■ **JOB**:
Return every line of the data below unchanged, from the first line to the last.

■ **RECORDED INFORMATION**:
## begin
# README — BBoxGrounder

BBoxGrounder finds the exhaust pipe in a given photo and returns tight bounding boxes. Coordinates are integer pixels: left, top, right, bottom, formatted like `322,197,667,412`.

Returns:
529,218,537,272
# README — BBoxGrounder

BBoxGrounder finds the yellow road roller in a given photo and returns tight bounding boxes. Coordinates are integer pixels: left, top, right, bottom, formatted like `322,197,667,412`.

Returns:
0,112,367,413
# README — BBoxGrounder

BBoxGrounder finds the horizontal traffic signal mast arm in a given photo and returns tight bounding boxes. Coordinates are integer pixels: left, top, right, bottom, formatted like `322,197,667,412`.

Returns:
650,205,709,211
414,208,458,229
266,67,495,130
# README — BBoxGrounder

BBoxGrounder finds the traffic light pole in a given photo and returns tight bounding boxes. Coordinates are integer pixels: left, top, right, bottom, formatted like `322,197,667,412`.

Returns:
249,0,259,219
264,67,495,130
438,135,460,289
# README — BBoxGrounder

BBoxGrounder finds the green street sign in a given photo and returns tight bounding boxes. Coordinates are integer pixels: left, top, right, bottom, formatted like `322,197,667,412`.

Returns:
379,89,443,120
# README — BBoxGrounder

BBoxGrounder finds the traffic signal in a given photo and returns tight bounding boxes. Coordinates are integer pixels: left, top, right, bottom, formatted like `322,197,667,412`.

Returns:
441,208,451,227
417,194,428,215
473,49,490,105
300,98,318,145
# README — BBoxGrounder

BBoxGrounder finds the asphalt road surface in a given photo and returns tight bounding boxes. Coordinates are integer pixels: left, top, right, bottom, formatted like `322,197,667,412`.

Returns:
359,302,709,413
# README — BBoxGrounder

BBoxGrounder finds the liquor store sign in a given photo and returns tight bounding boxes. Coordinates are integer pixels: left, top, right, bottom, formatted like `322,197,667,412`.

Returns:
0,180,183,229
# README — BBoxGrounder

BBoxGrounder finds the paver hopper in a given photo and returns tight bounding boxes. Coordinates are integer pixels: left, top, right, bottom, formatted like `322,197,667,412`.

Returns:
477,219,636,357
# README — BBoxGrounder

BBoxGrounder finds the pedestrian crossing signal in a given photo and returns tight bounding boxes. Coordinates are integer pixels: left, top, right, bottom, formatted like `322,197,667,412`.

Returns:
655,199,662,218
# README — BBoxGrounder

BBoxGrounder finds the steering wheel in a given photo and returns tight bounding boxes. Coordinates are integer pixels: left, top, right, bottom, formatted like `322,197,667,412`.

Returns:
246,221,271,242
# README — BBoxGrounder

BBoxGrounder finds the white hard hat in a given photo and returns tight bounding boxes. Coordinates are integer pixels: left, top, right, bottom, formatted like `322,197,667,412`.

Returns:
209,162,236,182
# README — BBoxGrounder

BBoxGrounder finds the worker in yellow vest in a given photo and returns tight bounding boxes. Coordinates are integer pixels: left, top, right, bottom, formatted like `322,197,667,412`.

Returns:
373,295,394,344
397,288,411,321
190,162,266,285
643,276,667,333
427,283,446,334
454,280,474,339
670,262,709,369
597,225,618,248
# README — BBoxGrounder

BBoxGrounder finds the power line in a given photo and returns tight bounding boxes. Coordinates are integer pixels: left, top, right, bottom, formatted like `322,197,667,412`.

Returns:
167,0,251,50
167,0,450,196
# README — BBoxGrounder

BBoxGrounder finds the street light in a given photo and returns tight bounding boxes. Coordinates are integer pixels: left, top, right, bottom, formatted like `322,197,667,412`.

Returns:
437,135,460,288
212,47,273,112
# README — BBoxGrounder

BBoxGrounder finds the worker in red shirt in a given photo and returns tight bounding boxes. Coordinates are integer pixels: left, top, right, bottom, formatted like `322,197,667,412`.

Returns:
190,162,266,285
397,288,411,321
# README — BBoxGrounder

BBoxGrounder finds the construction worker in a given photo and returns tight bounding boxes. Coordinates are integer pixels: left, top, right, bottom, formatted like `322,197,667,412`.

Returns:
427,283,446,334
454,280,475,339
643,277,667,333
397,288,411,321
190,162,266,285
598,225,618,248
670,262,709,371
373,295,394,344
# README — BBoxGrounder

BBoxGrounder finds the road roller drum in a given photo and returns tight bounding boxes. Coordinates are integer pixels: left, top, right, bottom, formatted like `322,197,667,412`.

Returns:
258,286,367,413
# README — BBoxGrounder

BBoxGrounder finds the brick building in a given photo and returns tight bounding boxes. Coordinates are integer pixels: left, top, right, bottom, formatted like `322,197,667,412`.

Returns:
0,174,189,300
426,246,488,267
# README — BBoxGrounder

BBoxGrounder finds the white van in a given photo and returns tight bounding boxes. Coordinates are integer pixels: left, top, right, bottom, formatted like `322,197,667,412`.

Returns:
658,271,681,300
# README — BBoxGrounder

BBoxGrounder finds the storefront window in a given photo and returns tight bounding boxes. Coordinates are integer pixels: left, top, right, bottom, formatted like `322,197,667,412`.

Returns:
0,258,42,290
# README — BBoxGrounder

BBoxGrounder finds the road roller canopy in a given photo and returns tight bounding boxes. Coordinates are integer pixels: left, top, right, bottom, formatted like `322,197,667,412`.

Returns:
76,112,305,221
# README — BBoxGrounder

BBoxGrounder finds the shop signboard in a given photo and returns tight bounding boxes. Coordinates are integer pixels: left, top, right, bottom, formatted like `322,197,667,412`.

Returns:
## end
■ **REPLY TO THE TASK**:
# README — BBoxGrounder

BBoxGrounder finds the exhaust pipe in a given photo and returns tight bounding boxes. Coordinates are integer pixels: left, top, right, bottom, formatted like `322,197,667,412`.

Returns:
529,218,537,272
# README — BBoxGrounder

BBoxGrounder finds the yellow road roller in a given photo and returns tight bounding boxes. Coordinates are integer pixels: left, top, right, bottom, formatted like `322,197,667,412`.

Returns:
0,112,367,413
# README — BBoxGrounder

BBoxGrounder finds the horizontal traffic signal mast arm in a given photo and returns tight bounding boxes. Coordinates are integer pixels: left, top, right, bottom, formatted like `322,197,667,412`.

Returns:
650,205,709,211
414,208,458,229
266,67,495,130
# README — BBoxGrounder

BBoxGrounder finds the traffic light pole in a given photo and returns tight bounding boxes. Coordinates are integer pixels: left, top, right, bottom, formatted like `322,197,667,412`.

Returns:
249,0,259,219
264,67,495,130
438,135,460,289
# README — BBoxGrounder

BBoxGrounder finds the green street sign in a given photo and returns tight bounding boxes. Coordinates are integer pixels: left, top, right, bottom, formatted like `322,197,667,412`.

Returns:
379,89,443,120
# README — BBoxGrounder

BBoxGrounder finds the traffic signal in a given photo and returns tight bounding boxes. Coordinates are integer pixels: left, top, right, bottom, formatted like `322,197,667,412`.

Returns:
441,208,451,227
417,194,428,215
473,49,490,105
300,98,318,145
# README — BBoxGrounder

BBoxGrounder finds the asphalt road surface in a given photo and returns tight bounding boxes. Coordinates are integer pixels: left, top, right, bottom, formatted like `322,197,667,412`.

Returns:
359,302,709,413
# README — BBoxGrounder

BBoxGrounder finds the liquor store sign in a given photo and returns tight bounding boxes. Coordinates are integer pixels: left, top, right, bottom, formatted like `322,197,667,412`.

Returns:
0,180,183,229
# README — BBoxGrounder

BBoxGrounder finds the paver hopper in a given photo and returns tight bounding boxes. Coordinates are integer pixels: left, top, right, bottom, formatted like `322,197,667,412`.

Returns:
477,219,636,357
# README — BBoxGrounder

BBoxGrounder finds the pedestrian crossing signal in a given photo and returns tight bounding boxes. Coordinates are integer pixels: left, top, right, bottom, formatted like `322,197,667,412`.

Returns:
655,199,662,218
# README — BBoxGrounder

BBoxGrounder finds the steering wheel in a given photo and returns tight bounding boxes. Coordinates are integer pixels: left, top, right, bottom, formatted like `322,197,667,412`.

Returns:
246,221,271,242
# README — BBoxGrounder

BBoxGrounder finds the white hard hat in a given photo and returns tight bounding boxes. Coordinates are integer pixels: left, top, right, bottom, formatted like `322,197,667,412`.

Returns:
209,162,236,182
# README — BBoxGrounder

BBoxGrounder finds the worker in yellow vest in a given photo and returns tight bounding boxes. Coordinates are integer pixels: left, top, right, bottom, formatted like `322,197,667,412`.

Returns:
373,295,394,344
397,288,411,321
190,162,266,285
643,276,667,333
427,283,446,334
454,280,474,339
670,262,709,369
597,225,618,248
# README — BBoxGrounder

BBoxGrounder finds the power line in a given photo and returns tight bounding boxes. Coordinates are integer pixels: left, top, right, bottom, formatted like `322,197,667,412`.

Returns:
167,0,251,50
167,0,450,196
# README — BBoxGrounder

BBoxGrounder finds the street light in a given photo and returns tight bounding boxes. Coordinates are integer pixels: left, top, right, bottom, formatted like `322,197,667,412`.

Returns:
437,135,460,288
212,47,273,112
# README — BBoxGrounder

BBoxGrounder finds the worker in red shirt in a given photo and returns tight bounding boxes. Coordinates are integer pixels: left, top, right, bottom, formatted like `322,197,667,412`.

Returns:
190,162,266,285
397,288,411,321
# README — BBoxGrounder

BBoxGrounder finds the construction worker in a given photo and returns tight bounding boxes. Coordinates are integer pixels: left, top, right, bottom, formatted like `322,197,667,412`.

Returns:
427,283,446,334
454,280,475,339
643,277,667,333
397,288,411,321
190,162,266,285
598,225,618,248
670,262,709,371
373,295,394,344
# README — BBoxGrounder

BBoxGrounder finds the road roller drum in a given photo and returns tight bounding boxes. Coordinates are integer pixels: left, top, right, bottom, formatted like `322,197,667,412`.

Returns:
258,286,367,413
# README — BBoxGrounder

BBoxGrounder finds the brick building in a given photo and returns tight bounding boxes. Coordinates are integer pixels: left, top, right, bottom, formatted like `322,197,667,412`.

Returns:
0,174,189,300
426,246,488,267
# README — BBoxGrounder

BBoxGrounder finds the white van in a given photo and returns tight bounding boxes. Coordinates are integer pixels: left, top, right, bottom, formatted like `322,197,667,412`.

Returns:
658,271,681,300
# README — BBoxGrounder

BBoxGrounder finds the storefront window in a given photo and returns tight bounding boxes. Coordinates are integer pixels: left, top, right, bottom, formatted like `322,197,667,412`.

Returns:
0,258,42,290
# README — BBoxGrounder

BBoxGrounder finds the road roller canopy in a given photo and returns tight bounding boxes. Coordinates are integer pixels: left, top, right, bottom, formatted like `322,197,667,412`.

Returns:
76,112,305,221
# README — BBoxGrounder

BBoxGrounder finds the shop signboard in a given photo and returns tight bounding boxes. Coordinates are integer pixels: left, top, right, bottom, formatted like `322,197,667,412`.

Returns:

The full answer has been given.